■ Task details: Rewrite the data below with every "Objective" changed to "Goal" and nothing else altered.

Excerpts from point annotation data:
☆ ☆ ☆ ☆ ☆
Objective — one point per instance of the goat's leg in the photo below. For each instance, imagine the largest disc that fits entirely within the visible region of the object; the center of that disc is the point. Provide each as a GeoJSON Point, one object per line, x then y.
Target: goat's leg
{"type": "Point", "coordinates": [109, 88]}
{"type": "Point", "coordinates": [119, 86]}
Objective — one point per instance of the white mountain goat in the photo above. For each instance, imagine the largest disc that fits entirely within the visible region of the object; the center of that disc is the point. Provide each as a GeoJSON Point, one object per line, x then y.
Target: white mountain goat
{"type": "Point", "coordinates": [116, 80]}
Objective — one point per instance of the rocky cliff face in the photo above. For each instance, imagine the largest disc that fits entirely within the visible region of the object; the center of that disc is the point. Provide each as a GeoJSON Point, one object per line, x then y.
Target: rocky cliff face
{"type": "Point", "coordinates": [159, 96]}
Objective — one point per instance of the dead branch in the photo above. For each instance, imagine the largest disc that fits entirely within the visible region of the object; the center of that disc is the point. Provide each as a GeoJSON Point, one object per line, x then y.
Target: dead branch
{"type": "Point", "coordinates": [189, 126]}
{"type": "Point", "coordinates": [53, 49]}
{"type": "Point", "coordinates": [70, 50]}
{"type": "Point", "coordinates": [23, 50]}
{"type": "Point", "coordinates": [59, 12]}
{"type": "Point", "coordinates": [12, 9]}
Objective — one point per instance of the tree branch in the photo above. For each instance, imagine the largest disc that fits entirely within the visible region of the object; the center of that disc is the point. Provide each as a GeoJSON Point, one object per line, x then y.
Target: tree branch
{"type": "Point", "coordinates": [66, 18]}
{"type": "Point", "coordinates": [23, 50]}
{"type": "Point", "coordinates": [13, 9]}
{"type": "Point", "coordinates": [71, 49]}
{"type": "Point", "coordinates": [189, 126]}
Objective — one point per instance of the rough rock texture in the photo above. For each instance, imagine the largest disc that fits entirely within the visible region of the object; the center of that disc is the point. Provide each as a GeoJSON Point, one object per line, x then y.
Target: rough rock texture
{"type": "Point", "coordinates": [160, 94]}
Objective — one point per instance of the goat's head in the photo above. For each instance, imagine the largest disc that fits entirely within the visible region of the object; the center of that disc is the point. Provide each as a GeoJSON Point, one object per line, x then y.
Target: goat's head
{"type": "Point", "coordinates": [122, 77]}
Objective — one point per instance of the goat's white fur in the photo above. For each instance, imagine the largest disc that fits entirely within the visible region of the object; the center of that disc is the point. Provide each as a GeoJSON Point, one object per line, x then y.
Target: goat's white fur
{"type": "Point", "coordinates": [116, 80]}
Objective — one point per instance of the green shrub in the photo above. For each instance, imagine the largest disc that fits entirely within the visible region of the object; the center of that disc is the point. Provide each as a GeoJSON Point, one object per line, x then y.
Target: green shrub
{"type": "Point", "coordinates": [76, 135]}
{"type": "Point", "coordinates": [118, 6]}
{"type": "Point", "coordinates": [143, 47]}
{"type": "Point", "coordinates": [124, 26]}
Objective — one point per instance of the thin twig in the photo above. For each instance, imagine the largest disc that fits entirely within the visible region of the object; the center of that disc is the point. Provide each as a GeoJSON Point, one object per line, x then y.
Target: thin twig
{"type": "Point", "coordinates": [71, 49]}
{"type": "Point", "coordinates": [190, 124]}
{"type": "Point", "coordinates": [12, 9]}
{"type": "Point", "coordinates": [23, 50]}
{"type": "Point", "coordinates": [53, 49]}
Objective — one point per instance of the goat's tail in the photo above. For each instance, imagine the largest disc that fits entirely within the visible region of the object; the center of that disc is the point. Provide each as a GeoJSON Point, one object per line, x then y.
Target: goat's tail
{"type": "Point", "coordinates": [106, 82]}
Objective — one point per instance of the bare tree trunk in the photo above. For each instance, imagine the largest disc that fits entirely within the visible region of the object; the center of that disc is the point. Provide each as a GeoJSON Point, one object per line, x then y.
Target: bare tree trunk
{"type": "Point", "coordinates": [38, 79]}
☆ ☆ ☆ ☆ ☆
■ Solution to the problem:
Goal — one point per instance of the goat's leg in the photo below. For each instance, imagine the largest disc that fits entirely within the visible region of the object; the center of that disc is the point. Provide each as a GeoJSON Point, one object per line, x then y.
Target: goat's leg
{"type": "Point", "coordinates": [109, 88]}
{"type": "Point", "coordinates": [119, 86]}
Goal — one point per instance of the white mountain goat in the photo above. For each instance, imagine the largest disc that fits entirely within the visible region of the object; the center of that disc is the point. Provide each as a GeoJSON Point, one object per line, x then y.
Target: white mountain goat
{"type": "Point", "coordinates": [116, 80]}
Goal — one point per instance of the rocky cliff face in the photo above. For each instance, imagine the largest disc that fits entirely within the visible region of the object; the center of that disc is the point. Provide each as a GeoJSON Point, one object per line, x then y.
Target: rocky cliff face
{"type": "Point", "coordinates": [159, 96]}
Goal — one point per instance of the dead branch in the photo above. For each instance, imagine the largest disc that fits entirely within the visible region of the object; the center of that disc is the point. Provide each as a GeoJSON Point, one object per line, x then y.
Target: dead branch
{"type": "Point", "coordinates": [189, 126]}
{"type": "Point", "coordinates": [53, 49]}
{"type": "Point", "coordinates": [70, 50]}
{"type": "Point", "coordinates": [23, 50]}
{"type": "Point", "coordinates": [59, 12]}
{"type": "Point", "coordinates": [12, 9]}
Goal — one point per instance of the tree branch in the photo above. For each instance, imagine the largest disc that fits entirely within the visible region of the object; the center of that disc is the point. Provide each as a GeoJSON Point, one object per line, x then y.
Target: tree branch
{"type": "Point", "coordinates": [66, 18]}
{"type": "Point", "coordinates": [23, 50]}
{"type": "Point", "coordinates": [13, 9]}
{"type": "Point", "coordinates": [71, 49]}
{"type": "Point", "coordinates": [189, 126]}
Goal — one point per instance of the rough rock texture in the photo above. For each instance, imagine the largest disc that fits entirely within the visible region of the object; the center of that disc is the point. Provide each as a GeoJSON Point, one object per line, x then y.
Target: rough rock texture
{"type": "Point", "coordinates": [160, 94]}
Goal — one point per instance of the goat's head in the photo above. For each instance, imagine the largest disc that fits entirely within the visible region of the object; the center of that disc is the point. Provide each as a GeoJSON Point, one object per line, x then y.
Target: goat's head
{"type": "Point", "coordinates": [122, 77]}
Goal — one point per instance of the goat's white fur in the photo above. For each instance, imagine the largest disc that fits entirely within the visible region of the object; the center of that disc is the point. Provide each as a GeoJSON Point, one object per line, x then y.
Target: goat's white fur
{"type": "Point", "coordinates": [116, 80]}
Goal — one point per instance of the green shrub in the photo above. For each instance, imagine the largest disc that fits entirely within the visible region of the object; the center of that disc is the point. Provide each as a GeoJSON Point, one object per line, x then y.
Target: green shrub
{"type": "Point", "coordinates": [76, 135]}
{"type": "Point", "coordinates": [118, 6]}
{"type": "Point", "coordinates": [143, 47]}
{"type": "Point", "coordinates": [124, 26]}
Goal — one point per instance of the thin twig in the photo above. For each instance, imagine the largest disc that fits entirely within the visible region of the object; the center of that disc is the point. Provide each as a GeoJSON Point, one object per line, x then y.
Target: thin twig
{"type": "Point", "coordinates": [71, 49]}
{"type": "Point", "coordinates": [190, 124]}
{"type": "Point", "coordinates": [12, 9]}
{"type": "Point", "coordinates": [23, 50]}
{"type": "Point", "coordinates": [53, 49]}
Goal — one point per instance of the goat's tail in the photo above. For each instance, imagine the largest disc that fits entirely within the visible region of the object; the center of that disc is the point. Provide each as a GeoJSON Point, one object per line, x then y.
Target: goat's tail
{"type": "Point", "coordinates": [106, 82]}
Goal — one point per instance of the bare tree trunk in the photo above. For each instance, imagine the largest disc that fits entirely within the visible region of the object; the center of that disc is the point. Provide each as a GeoJSON Point, one object per line, x then y.
Target: bare tree trunk
{"type": "Point", "coordinates": [38, 79]}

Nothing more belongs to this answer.